Tekstfragment
○ ○ ○ ○ ○
3.2.1. Het hof ziet aanleiding een comparitie van partijen te gelasten teneinde nader te worden in geïnformeerd. Het hof zal partijen bij de comparitie onder meer een nadere toelichting door beide partijen vragen op de volgende kwesties:
- het moment van opeisbaarheid van de verbintenis tot het doen van een aanbod door de Gemeente als bedoeld in de brief van 16 januari 1998 (met oog op het beroep op verjaring door de Gemeente);
- hetgeen is besproken tijdens de bespreking op 10 juli 2002 (waarbij onder meer aanwezig [wethouder] (wethouder Den Helder), [X] en [A] ), met name met betrekking tot het (eventuele) afzien door [X] en [A] van hun (gezamenlijke) recht op koop van een perceel als bedoeld in de brief van 16 januari 1998, onder verkrijging door [X] en [A] (ieder afzonderlijk) van een recht van koop van een perceel van circa 600 m2 voor de bouw van twee maal een twee-onder-een-kap-woningen of van een vrijstaande woning per kavel (zie de brief van 18 juli 2002, rechtsoverweging 2.8).
3.2.2. Volgens de brief van [X] aan de Gemeente van 7 juni 2002 heeft [X] bij brief van 17 april 2002 op het aanbod van de Gemeente bij brief van 20 februari 2002 gereageerd. Het hof verzoekt
[X]zijn brief aan de Gemeente van 17 april 2002 over te leggen (uit de uitlating van mr. Hijnen volgens het proces-verbaal van de comparitie in eerste aanleg (pagina 4 bovenaan) leidt het hof af dat [X] over deze brief beschikt).
○ ○ ○ ○ ○
Ruwe gegevens
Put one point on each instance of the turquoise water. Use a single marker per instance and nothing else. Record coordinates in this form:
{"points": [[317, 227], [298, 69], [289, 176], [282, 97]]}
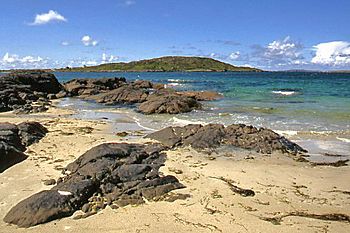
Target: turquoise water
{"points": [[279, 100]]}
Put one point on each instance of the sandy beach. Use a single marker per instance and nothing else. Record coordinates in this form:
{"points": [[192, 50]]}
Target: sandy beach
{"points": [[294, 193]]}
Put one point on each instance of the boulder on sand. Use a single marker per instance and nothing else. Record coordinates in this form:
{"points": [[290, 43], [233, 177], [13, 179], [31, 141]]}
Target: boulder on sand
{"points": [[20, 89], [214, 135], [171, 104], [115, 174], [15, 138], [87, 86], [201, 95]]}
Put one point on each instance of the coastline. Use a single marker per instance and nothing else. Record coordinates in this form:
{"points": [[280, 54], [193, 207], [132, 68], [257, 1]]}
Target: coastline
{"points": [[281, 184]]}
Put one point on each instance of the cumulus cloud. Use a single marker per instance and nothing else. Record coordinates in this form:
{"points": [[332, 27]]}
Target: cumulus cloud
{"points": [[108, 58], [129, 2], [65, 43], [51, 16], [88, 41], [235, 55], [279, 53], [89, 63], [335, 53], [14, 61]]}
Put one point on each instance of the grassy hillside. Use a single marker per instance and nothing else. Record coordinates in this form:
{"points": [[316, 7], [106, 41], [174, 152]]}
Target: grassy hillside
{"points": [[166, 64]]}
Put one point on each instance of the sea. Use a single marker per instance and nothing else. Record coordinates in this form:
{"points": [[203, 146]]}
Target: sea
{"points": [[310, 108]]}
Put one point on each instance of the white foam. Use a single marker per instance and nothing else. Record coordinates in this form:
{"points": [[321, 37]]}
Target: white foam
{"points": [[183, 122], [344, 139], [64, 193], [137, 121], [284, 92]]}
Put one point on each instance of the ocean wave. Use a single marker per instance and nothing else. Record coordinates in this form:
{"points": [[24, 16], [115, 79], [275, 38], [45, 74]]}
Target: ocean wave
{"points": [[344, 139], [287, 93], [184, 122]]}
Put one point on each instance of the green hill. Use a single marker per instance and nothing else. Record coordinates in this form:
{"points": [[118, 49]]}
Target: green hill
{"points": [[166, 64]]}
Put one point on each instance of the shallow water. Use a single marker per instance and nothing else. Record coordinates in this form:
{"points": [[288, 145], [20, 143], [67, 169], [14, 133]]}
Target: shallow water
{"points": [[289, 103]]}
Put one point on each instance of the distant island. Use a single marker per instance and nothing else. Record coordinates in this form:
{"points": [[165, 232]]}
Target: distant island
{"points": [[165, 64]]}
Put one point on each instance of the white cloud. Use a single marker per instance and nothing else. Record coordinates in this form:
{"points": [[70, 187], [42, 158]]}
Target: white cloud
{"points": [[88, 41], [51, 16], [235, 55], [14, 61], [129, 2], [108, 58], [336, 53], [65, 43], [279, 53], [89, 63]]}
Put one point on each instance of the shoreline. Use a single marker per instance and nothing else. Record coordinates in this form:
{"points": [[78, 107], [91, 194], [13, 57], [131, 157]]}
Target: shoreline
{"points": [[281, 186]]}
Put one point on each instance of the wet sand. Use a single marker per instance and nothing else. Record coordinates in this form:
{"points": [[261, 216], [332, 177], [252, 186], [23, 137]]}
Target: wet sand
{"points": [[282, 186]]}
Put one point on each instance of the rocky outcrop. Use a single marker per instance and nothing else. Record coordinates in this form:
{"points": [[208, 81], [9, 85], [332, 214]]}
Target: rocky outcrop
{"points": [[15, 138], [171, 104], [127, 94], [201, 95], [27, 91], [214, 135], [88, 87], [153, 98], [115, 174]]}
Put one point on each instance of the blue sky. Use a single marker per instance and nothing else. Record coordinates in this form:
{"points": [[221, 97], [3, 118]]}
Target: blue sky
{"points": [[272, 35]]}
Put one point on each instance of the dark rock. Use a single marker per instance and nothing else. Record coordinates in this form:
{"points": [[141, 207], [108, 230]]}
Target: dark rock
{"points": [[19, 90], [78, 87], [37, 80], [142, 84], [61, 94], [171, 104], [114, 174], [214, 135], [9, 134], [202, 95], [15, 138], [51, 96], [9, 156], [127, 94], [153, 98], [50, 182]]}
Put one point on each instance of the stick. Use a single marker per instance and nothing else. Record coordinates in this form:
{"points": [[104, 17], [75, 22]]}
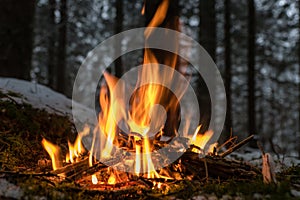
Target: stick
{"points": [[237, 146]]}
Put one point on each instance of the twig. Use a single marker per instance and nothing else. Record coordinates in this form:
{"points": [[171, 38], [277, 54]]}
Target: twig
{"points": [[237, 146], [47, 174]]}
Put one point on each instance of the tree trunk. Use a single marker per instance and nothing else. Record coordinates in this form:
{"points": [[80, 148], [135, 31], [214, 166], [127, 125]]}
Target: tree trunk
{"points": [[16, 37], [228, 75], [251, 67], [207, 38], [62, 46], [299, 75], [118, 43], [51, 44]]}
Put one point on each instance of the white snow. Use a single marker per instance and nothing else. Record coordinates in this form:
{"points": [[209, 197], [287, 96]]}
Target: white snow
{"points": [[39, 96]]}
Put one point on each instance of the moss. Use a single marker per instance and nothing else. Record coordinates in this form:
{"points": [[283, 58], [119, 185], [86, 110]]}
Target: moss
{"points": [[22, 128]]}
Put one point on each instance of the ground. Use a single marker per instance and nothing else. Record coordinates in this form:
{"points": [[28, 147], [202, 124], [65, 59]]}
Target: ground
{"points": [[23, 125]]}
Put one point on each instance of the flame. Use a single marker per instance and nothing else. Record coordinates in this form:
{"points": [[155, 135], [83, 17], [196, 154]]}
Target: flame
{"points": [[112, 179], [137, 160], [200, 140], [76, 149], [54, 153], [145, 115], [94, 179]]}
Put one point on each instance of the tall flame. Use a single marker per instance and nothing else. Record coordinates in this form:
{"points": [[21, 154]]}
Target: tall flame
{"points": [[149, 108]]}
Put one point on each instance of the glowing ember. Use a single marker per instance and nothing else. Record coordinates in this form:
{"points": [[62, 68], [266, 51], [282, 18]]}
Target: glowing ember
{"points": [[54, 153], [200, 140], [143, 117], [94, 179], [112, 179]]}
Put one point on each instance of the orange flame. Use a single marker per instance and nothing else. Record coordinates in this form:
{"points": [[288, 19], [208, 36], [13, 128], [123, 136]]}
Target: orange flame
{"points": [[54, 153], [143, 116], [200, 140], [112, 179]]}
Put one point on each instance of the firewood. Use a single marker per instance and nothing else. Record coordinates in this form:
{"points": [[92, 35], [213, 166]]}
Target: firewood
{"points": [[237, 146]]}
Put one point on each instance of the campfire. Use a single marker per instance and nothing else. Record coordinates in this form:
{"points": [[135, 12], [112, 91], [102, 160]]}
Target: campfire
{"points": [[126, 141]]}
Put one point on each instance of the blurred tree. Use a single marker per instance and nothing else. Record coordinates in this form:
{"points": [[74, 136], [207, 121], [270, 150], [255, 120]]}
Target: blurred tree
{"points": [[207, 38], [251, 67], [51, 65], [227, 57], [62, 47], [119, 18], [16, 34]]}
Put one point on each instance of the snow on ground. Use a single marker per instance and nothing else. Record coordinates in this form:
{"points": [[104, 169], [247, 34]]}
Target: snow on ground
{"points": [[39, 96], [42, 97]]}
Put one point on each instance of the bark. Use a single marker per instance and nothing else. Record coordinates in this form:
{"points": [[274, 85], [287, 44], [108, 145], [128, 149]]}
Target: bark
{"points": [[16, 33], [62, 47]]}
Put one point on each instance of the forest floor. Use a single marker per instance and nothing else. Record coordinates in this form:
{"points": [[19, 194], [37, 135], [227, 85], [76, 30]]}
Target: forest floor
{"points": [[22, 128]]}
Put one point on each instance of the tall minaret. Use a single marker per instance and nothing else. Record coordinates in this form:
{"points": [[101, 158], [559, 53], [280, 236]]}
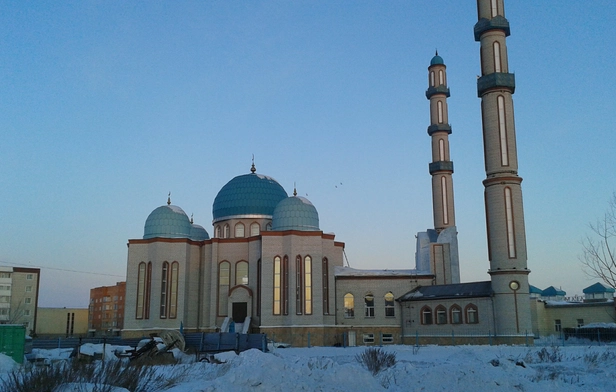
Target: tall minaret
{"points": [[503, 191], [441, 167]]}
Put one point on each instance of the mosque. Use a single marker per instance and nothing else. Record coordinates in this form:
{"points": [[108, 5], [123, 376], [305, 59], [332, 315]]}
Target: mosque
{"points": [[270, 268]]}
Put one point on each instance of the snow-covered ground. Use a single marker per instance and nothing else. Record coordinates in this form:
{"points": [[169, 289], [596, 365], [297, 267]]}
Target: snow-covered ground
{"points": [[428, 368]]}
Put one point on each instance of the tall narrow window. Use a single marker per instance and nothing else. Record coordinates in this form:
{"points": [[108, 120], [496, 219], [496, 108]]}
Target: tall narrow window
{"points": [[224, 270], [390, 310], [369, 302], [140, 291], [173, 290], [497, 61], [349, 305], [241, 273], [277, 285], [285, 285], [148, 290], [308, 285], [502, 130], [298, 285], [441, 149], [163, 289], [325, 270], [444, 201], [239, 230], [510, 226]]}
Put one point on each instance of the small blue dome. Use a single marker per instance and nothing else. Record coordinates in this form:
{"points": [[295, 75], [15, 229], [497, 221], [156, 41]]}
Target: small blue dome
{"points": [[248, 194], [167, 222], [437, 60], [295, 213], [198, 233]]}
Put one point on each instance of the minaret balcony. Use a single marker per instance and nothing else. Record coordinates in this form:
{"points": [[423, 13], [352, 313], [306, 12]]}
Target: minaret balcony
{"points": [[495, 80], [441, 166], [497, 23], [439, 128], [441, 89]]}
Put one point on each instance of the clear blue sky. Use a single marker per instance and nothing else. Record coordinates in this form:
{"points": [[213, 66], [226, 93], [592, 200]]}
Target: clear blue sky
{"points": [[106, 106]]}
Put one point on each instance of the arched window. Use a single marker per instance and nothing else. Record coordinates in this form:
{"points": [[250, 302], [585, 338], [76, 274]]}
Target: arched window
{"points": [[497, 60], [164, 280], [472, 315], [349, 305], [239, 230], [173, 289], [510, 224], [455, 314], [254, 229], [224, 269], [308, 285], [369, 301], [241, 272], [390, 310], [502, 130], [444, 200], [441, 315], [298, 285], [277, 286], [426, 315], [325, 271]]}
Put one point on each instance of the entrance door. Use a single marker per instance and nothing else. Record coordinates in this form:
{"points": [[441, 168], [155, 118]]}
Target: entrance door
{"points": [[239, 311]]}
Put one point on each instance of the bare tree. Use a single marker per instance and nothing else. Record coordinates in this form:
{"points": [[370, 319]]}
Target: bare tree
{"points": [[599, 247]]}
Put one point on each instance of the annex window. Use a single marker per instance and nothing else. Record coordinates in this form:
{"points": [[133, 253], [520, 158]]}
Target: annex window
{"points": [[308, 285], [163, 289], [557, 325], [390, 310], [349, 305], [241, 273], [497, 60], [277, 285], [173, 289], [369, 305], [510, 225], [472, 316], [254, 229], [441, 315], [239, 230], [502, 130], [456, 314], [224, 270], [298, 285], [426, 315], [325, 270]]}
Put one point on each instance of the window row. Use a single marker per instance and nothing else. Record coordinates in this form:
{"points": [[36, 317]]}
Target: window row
○ ○ ○ ○ ○
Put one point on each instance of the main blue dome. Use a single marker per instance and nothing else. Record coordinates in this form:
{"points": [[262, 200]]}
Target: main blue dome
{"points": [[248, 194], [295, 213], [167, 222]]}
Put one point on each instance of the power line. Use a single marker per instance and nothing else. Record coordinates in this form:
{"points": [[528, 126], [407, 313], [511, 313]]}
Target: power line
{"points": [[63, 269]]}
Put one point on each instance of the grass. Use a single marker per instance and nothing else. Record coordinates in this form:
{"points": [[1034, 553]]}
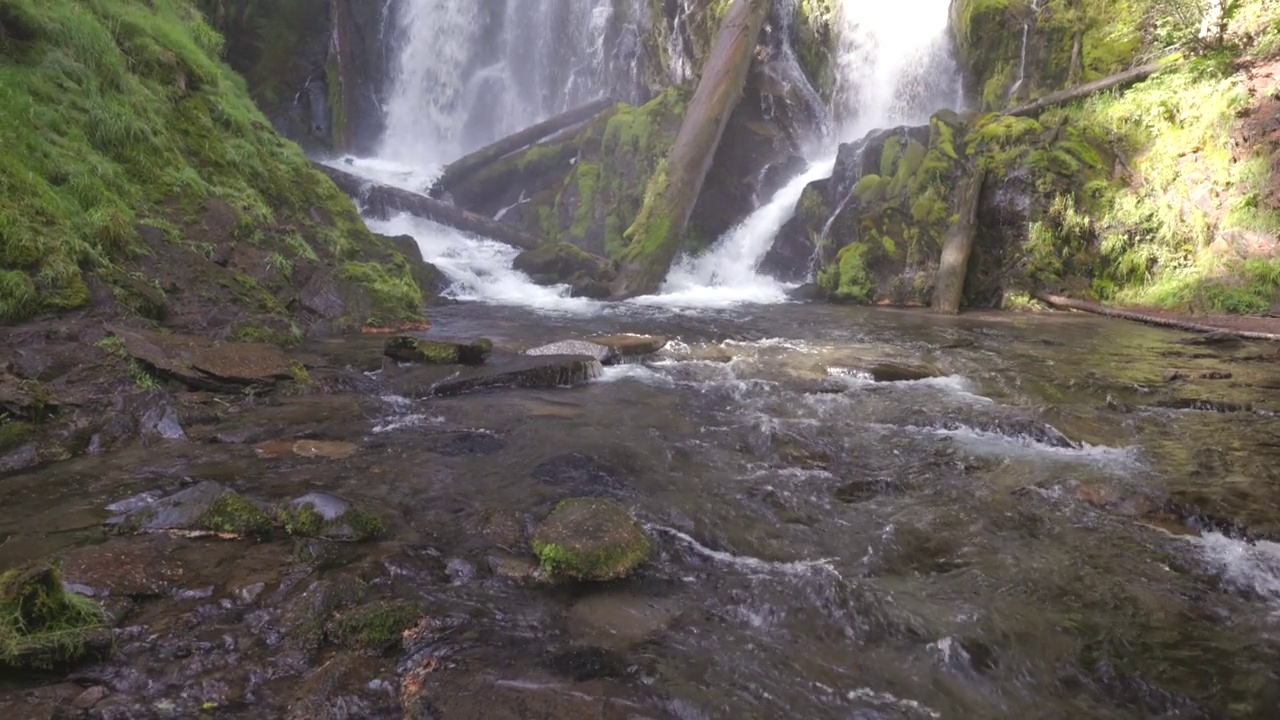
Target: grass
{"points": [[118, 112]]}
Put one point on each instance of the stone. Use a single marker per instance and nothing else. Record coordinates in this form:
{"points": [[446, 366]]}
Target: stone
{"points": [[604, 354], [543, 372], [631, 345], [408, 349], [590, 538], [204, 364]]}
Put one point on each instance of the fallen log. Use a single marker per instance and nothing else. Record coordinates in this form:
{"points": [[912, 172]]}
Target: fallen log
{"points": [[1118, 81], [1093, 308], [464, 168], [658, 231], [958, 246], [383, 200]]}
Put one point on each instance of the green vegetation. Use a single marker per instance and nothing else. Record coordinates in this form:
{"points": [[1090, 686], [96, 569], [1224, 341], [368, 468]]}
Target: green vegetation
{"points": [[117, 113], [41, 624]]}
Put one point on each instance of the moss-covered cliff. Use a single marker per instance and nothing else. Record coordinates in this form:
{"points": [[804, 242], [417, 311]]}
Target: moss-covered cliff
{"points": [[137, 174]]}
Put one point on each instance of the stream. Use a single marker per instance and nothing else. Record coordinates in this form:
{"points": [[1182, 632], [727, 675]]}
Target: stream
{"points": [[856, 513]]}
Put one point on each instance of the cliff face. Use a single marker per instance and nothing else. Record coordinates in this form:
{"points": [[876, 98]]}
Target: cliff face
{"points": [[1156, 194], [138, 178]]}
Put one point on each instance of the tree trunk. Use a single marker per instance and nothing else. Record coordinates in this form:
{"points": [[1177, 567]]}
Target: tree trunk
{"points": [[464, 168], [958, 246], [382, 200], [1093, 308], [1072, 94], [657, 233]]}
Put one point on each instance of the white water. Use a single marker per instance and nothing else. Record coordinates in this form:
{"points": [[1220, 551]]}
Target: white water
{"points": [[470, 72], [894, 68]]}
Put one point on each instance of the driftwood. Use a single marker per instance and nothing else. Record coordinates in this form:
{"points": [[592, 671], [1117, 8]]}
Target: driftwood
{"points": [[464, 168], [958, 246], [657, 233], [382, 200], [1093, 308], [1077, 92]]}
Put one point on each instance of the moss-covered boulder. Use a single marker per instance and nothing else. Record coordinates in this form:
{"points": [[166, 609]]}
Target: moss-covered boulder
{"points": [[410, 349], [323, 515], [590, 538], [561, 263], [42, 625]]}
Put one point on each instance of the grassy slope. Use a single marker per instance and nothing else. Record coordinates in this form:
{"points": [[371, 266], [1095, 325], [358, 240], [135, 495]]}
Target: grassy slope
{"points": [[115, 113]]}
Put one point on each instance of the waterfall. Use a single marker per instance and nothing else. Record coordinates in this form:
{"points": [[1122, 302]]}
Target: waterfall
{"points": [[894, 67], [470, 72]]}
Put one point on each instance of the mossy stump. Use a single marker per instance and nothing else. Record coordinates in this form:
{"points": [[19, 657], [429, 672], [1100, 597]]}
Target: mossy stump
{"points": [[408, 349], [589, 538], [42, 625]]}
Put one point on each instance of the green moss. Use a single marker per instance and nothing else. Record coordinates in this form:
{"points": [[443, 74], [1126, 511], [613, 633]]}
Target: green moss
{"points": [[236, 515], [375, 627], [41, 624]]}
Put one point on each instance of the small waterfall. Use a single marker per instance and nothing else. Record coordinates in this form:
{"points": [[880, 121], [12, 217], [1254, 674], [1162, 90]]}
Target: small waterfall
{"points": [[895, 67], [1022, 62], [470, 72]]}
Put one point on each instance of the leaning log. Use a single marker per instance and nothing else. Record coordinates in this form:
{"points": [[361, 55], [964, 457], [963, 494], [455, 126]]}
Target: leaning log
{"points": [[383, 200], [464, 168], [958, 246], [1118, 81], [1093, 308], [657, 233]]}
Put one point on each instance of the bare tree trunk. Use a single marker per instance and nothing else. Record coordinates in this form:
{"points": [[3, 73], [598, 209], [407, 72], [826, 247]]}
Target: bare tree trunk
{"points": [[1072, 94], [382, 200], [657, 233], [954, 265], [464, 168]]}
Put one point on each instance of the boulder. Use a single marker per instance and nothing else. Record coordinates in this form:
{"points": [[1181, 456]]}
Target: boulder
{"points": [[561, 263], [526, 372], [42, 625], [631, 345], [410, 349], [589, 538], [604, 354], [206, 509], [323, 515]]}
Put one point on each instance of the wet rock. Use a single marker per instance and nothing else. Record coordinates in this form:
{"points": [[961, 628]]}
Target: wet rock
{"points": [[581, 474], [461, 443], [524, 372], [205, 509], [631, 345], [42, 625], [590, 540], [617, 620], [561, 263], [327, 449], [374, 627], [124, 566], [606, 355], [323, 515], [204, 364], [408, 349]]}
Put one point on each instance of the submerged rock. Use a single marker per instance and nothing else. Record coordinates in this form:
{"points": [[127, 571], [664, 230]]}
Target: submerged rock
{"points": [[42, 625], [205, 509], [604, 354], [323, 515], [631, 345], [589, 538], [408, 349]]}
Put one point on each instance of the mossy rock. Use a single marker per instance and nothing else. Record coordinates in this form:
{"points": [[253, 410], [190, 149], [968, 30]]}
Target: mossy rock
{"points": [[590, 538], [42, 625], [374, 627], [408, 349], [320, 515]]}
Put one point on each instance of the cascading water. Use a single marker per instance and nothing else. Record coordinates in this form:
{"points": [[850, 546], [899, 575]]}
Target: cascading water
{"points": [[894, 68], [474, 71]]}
○ ○ ○ ○ ○
Opdrachten
• a. Neem uit het tekstfragment letterlijk over, te beginnen bij "3.2.2. Volgens de" en doorlopend tot en met "deze brief beschikt).".
• b. Noem de datum waarop volgens het tekstfragment de bespreking plaatsvond waarbij de wethouder van Den Helder aanwezig was.
Het materiaal staat los van het tekstfragment.

Antwoorden
• a.
3.2.2. Volgens de brief van [X] aan de Gemeente van 7 juni 2002 heeft [X] bij brief van 17 april 2002 op het aanbod van de Gemeente bij brief van 20 februari 2002 gereageerd. Het hof verzoekt
[X]zijn brief aan de Gemeente van 17 april 2002 over te leggen (uit de uitlating van mr. Hijnen volgens het proces-verbaal van de comparitie in eerste aanleg (pagina 4 bovenaan) leidt het hof af dat [X] over deze brief beschikt).

• b. 10 juli 2002